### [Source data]
START

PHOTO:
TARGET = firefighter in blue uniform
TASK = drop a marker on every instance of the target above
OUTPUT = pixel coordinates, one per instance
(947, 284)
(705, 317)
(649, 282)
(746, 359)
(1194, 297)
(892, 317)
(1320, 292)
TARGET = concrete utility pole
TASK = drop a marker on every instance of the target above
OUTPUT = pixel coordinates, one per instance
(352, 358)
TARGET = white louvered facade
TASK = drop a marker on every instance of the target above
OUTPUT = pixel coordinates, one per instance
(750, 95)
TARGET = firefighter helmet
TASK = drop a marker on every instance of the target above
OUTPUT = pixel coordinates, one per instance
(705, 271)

END

Return every line of the listing above unchanged, from the first line to the last.

PHOTO:
TARGET = firefighter in blue uniform
TASK = drop a marker on every instance of the target above
OUTPUT = pixel coordinates, one per instance
(947, 284)
(705, 317)
(649, 282)
(746, 359)
(1194, 297)
(892, 317)
(1320, 292)
TARGET = concrete utility pole
TASK = drop a marker on every instance of the target above
OUTPUT = pixel coordinates, one per instance
(352, 358)
TARGET = white louvered facade
TASK = drop a marker on every instance of the target above
OUTPUT = pixel coordinates, one per instance
(750, 95)
TARGET = firefighter helmet
TASK = drop a marker on every instance of the target above
OUTPUT = pixel coordinates, one per instance
(705, 271)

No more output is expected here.